**BRANO DA LEGGERE:**
Post lievemente tecnico ma nel complesso abbordabile anche da non specialisti. Per tutto il resto, avete l’uscita dall’euro e la stampa di certificati di credito fiscale, oltre al Lego

Oggi sul Sole un commento di Carlo Alberto Carnevale Maffè e Franco Debenedetti tenta di superare lo scoglio (o meglio l’incaglio, per restare in tema) della bad bank per proporre una soluzione “di mercato” ed armonizzata alla direttiva europea sul bail-in al problema di sofferenze e ricapitalizzazione delle banche. nel momento in cui leggiamo editoriali che oscillano tra il cospirazionista e l’etilico, questa è una boccata d’aria fresca. Ma i problemi e le contraddizioni tendono a persistere.

Il punto centrale è: a che valore spostare nella bad bank il valore delle sofferenze bancarie, dato che il presumibile valore di mercato manderebbe in dissesto molte banche e dato che il valore netto di libro rischia di essere irrealistico ed aprire un contenzioso con la Ue per aiuti di stato. Analogo rischio per le “garanzie pubbliche a valore di mercato”, sui cui attendiamo trepidanti di conoscere il meccanismo.

La proposta di Carlo Alberto e Debenedetti è una sorta di bail-in “non traumatico”, nei limiti in cui sia possibile ottenere una cosa del genere. L’intervento si articolerebbe in due punti:

– fissare un obiettivo di copertura dei crediti in sofferenza in linea col mercato;

– deliberare, per coprire la conseguente perdita prevista nel bilancio, un adeguato aumento di capitale e, per l’eventuale inoptato, la conversione prima di tutto delle obbligazioni subordinate, e, ove non bastasse, di parte delle obbligazioni senior, con rapporti di concambio incentivanti, legati a possibili clausole di lock-up;

Che problemi implicherebbe, una simile proposta? Intanto, che il “buco” di capitale indotto dal “valore vero” di realizzo delle sofferenze non lo conosce nessuno, e puntare a valori “in linea col mercato” riporterebbe al via, in questo infernale gioco dell’oca, dove banche e banchieri giocano a nascondino e con un comunicato proclamano che “il sistema è sano” mentre con una telefonata a Palazzo invitano a “fare presto”, soprattutto dopo gli “avvertimenti” giunti dal mercato (e no, non sono “komplotten“, solo “visioni” di quanto potrà accadere ove mancasse il lieto fine).

**ESERCIZIO PROPOSTO:** Nella proposta illustrata dal brano sulle sofferenze bancarie, quali obbligazioni verrebbero convertite per prime per coprire l'eventuale inoptato? Per rispondere basta il brano, senza altre fonti.

**DATI DISPONIBILI:**
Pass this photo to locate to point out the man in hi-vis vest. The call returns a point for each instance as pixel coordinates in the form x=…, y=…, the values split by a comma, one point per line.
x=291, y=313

**SOLUZIONE:** Le obbligazioni subordinate.